PROBLEM REQUIREMENTS. Write out the whole passage on binge-listening to Haydn symphonies word for word.

Every so often, a combination of my ever more gargantuan classical CD collection, of my own shifting tastes in classical music, and of my particular life circumstances result in me experiencing musical binges, of various sorts over the years, during which I binge-listen to a particular category of music.

Sometimes a binge will focus on a single piece of music. At other times, as recently, it consists of constantly listening to a particular category of music.

When Lockdown began, at that now vanished time when I and millions of others were genuinely scared that our lives might be about to end prematurely, I found myself listening to, of all things, Haydn symphonies, again and again and again and again. I possess many CDs of Haydn symphonies. Here are about two thirds of them:

That’s a lot of Haydn symphonies, and there are about half as many again still on the shelves, which I also listened to. Plus I even bought another great box of them, because I already had one of the CDs in question and really liked it when I listened to it again.

Haydn is in many ways the “ideal type” of the Classical Music Composer. If you really like his orchestral music, then it can be said with confidence that you really like classical music. What makes me say this is that his music seems to me to posses an absolutely satisfaction with the musical means that were available for its making, and no feeling whatsoever that “art” means in some way feeling obliged to transcend these means, in the manner of someone breaking out of a prison or of dreaming of such a breakout. Put it like this. If Mozart or Beethoven had lived at a different and later time, when musical technology had expanded, you get the strong feeling that their music would have sounded very different and a lot more dramatic. With Haydn, I feel as if it would probably have sounded much as it sounds now.

(Saved entries)

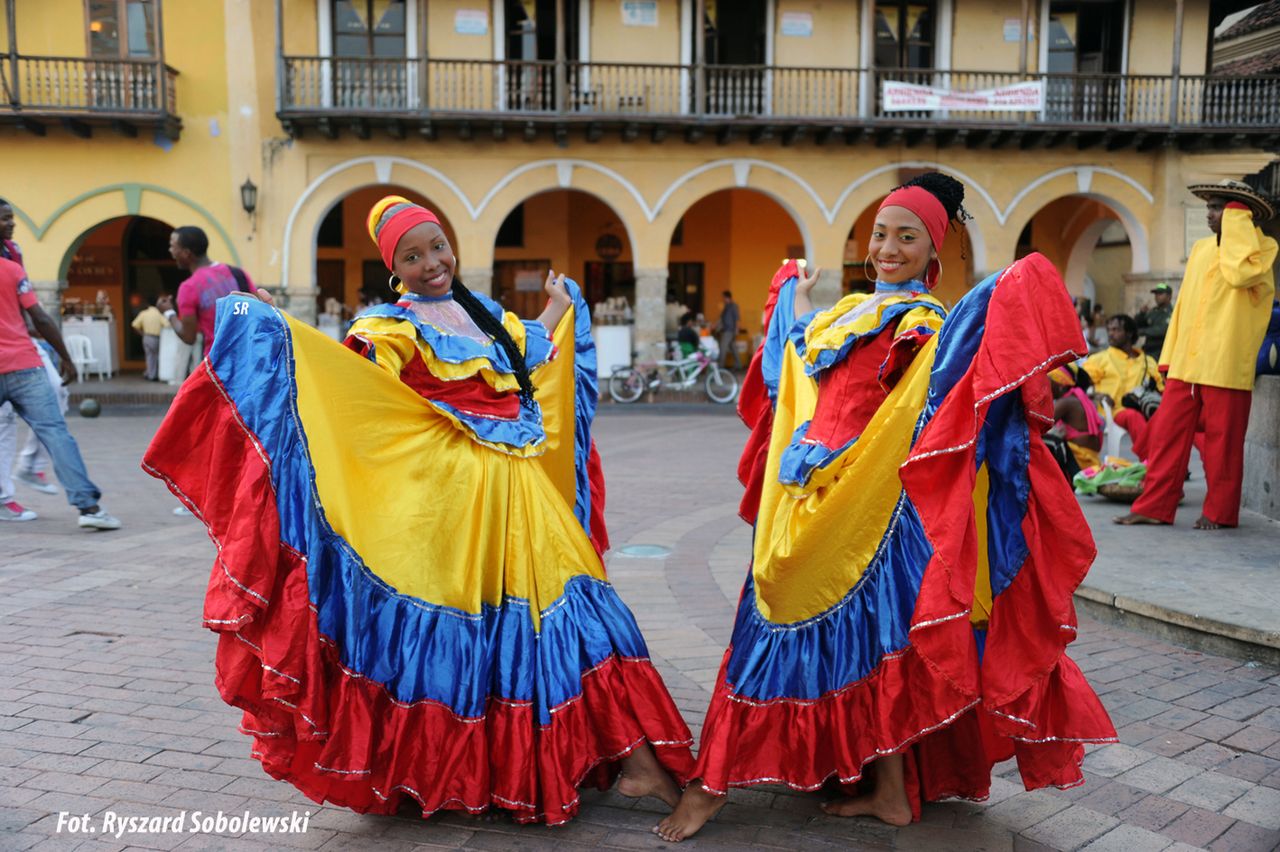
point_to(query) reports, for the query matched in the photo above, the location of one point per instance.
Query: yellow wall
(763, 234)
(613, 42)
(51, 28)
(1151, 37)
(301, 27)
(63, 186)
(978, 36)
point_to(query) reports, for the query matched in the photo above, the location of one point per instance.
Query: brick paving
(106, 702)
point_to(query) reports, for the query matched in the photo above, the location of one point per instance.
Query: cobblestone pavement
(106, 701)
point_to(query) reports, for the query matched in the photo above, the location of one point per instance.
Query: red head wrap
(391, 218)
(924, 205)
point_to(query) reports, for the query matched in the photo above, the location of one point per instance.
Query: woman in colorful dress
(915, 548)
(408, 586)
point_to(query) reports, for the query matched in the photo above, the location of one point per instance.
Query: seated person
(1075, 421)
(1124, 369)
(688, 335)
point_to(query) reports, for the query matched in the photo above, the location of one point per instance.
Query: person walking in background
(24, 384)
(726, 330)
(199, 294)
(1153, 320)
(1210, 357)
(150, 323)
(33, 458)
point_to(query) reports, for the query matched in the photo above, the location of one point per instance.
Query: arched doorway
(731, 239)
(574, 233)
(115, 270)
(956, 256)
(1088, 243)
(350, 271)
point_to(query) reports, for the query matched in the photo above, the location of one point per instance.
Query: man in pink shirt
(24, 384)
(199, 294)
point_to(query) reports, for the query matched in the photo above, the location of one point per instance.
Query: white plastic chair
(81, 349)
(1112, 434)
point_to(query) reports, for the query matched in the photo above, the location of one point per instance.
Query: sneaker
(14, 511)
(37, 480)
(99, 520)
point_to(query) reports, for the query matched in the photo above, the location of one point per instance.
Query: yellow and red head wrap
(924, 205)
(391, 218)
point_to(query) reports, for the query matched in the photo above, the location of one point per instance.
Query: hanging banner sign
(1019, 97)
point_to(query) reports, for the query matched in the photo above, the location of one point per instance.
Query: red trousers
(1137, 426)
(1223, 413)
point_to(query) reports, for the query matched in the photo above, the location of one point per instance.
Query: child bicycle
(629, 384)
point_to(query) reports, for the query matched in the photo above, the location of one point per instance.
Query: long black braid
(493, 326)
(950, 192)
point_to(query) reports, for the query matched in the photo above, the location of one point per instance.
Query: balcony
(86, 94)
(759, 102)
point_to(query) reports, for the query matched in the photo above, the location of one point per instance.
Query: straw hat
(1237, 191)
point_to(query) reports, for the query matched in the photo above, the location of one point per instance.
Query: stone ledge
(1198, 632)
(1262, 449)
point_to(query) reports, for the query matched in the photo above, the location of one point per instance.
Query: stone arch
(533, 179)
(780, 184)
(1120, 193)
(336, 183)
(873, 186)
(69, 224)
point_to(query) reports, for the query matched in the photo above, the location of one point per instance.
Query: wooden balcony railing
(87, 91)
(456, 88)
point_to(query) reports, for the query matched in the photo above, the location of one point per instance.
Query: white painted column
(650, 312)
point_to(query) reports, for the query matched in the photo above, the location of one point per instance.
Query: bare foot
(887, 809)
(1134, 520)
(695, 807)
(644, 775)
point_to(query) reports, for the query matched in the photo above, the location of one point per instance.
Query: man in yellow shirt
(1121, 369)
(1210, 353)
(150, 323)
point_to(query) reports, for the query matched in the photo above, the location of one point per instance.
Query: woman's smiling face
(425, 261)
(900, 246)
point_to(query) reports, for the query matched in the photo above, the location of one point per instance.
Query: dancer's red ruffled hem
(906, 706)
(342, 738)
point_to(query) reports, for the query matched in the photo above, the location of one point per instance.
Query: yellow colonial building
(640, 146)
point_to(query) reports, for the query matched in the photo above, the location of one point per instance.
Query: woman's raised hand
(804, 283)
(556, 289)
(558, 303)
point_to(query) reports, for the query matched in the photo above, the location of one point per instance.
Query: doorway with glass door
(123, 72)
(370, 51)
(1084, 58)
(735, 50)
(530, 45)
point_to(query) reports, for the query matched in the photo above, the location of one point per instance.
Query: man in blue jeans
(24, 385)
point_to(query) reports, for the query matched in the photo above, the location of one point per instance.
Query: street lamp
(248, 196)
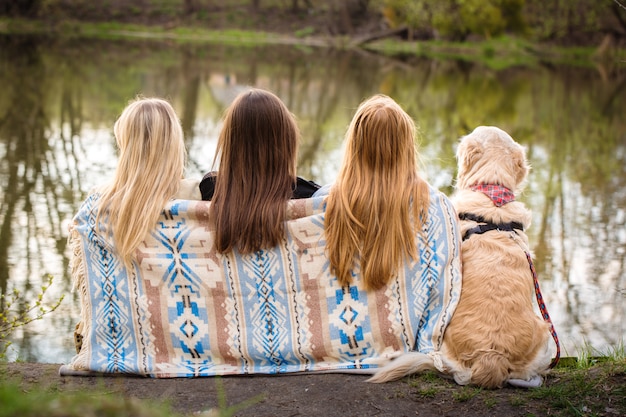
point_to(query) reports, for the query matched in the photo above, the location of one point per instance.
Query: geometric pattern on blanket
(184, 310)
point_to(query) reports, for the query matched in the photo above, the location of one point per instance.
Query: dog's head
(489, 155)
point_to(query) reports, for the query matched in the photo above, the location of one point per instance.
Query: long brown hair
(379, 202)
(150, 166)
(257, 150)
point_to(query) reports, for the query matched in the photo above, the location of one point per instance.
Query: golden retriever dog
(495, 336)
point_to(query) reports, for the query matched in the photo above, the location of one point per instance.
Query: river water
(60, 98)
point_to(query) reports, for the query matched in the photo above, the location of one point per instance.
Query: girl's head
(259, 138)
(257, 153)
(379, 201)
(150, 166)
(380, 141)
(150, 139)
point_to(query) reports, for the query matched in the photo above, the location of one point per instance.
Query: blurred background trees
(568, 22)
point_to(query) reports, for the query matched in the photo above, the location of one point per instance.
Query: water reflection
(60, 99)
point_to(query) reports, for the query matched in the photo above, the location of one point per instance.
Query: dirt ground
(298, 395)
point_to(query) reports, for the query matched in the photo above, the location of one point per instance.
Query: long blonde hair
(257, 150)
(150, 166)
(379, 202)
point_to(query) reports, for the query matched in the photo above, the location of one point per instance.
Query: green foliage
(16, 312)
(456, 19)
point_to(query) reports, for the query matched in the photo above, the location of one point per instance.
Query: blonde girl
(149, 170)
(379, 202)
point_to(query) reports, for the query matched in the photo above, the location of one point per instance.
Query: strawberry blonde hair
(150, 166)
(379, 202)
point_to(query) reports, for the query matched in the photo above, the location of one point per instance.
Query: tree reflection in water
(61, 98)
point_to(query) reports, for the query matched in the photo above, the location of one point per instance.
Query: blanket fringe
(79, 284)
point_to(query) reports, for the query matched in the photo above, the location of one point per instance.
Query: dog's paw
(533, 382)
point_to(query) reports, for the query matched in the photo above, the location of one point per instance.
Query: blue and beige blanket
(185, 310)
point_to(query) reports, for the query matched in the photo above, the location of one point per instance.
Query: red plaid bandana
(499, 194)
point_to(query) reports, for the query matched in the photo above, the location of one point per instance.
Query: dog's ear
(521, 166)
(468, 152)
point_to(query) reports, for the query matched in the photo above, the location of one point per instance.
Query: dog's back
(495, 334)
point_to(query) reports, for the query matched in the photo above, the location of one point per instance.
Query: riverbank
(497, 53)
(598, 390)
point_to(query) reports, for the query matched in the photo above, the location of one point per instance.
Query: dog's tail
(406, 364)
(490, 368)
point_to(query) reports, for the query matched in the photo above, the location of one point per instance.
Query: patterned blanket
(185, 310)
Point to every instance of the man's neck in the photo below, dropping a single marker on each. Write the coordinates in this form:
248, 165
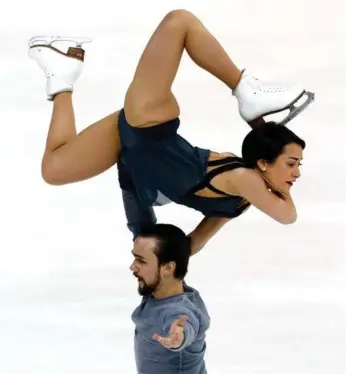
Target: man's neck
171, 289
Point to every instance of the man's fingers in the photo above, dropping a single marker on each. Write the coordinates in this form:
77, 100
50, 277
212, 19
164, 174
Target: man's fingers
181, 321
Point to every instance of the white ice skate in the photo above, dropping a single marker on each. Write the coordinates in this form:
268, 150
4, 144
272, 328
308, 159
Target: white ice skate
61, 68
258, 99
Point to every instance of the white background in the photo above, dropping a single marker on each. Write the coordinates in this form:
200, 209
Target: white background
276, 294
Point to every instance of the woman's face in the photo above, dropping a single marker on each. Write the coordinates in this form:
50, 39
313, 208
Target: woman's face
284, 171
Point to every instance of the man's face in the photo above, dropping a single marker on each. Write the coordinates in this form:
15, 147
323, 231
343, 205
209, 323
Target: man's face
145, 265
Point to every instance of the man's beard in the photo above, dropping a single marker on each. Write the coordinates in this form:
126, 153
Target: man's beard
145, 289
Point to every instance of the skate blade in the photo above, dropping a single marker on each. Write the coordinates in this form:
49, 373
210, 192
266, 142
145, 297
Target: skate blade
294, 110
48, 40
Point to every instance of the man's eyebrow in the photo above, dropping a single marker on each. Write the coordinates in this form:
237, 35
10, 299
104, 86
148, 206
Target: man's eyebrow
296, 158
136, 255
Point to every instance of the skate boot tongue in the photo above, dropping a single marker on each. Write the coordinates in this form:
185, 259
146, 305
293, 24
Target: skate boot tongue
258, 99
62, 67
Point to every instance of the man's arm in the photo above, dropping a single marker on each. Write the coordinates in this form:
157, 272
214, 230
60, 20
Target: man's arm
205, 230
178, 330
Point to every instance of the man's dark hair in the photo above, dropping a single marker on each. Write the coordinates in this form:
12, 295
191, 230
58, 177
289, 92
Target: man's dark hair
173, 245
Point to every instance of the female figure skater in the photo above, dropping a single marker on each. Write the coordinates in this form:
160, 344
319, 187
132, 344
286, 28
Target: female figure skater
156, 164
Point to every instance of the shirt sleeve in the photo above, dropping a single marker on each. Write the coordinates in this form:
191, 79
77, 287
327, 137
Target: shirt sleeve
191, 326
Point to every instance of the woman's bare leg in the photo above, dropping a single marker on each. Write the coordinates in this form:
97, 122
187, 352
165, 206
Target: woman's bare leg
149, 100
70, 158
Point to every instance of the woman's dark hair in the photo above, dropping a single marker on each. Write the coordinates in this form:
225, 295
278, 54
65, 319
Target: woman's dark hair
267, 142
172, 245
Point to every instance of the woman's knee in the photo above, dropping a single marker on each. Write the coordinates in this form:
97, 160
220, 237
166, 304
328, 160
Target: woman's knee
52, 171
177, 17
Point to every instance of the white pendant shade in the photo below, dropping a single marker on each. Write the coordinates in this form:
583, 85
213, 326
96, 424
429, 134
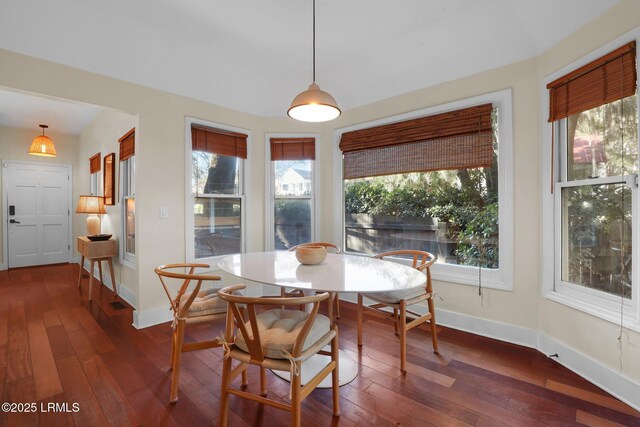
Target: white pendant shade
314, 105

ANSWER.
Every so often, a combination of my ever more gargantuan classical CD collection, of my own shifting tastes in classical music, and of my particular life circumstances result in me experiencing musical binges, of various sorts over the years, during which I binge-listen to a particular category of music.

Sometimes a binge will focus on a single piece of music. At other times, as recently, it consists of constantly listening to a particular category of music.

When Lockdown began, at that now vanished time when I and millions of others were genuinely scared that our lives might be about to end prematurely, I found myself listening to, of all things, Haydn symphonies, again and again and again and again. I possess many CDs of Haydn symphonies. Here are about two thirds of them:

That’s a lot of Haydn symphonies, and there are about half as many again still on the shelves, which I also listened to. Plus I even bought another great box of them, because I already had one of the CDs in question and really liked it when I listened to it again.

Haydn is in many ways the “ideal type” of the Classical Music Composer. If you really like his orchestral music, then it can be said with confidence that you really like classical music. What makes me say this is that his music seems to me to posses an absolutely satisfaction with the musical means that were available for its making, and no feeling whatsoever that “art” means in some way feeling obliged to transcend these means, in the manner of someone breaking out of a prison or of dreaming of such a breakout. Put it like this. If Mozart or Beethoven had lived at a different and later time, when musical technology had expanded, you get the strong feeling that their music would have sounded very different and a lot more dramatic. With Haydn, I feel as if it would probably have sounded much as it sounds now.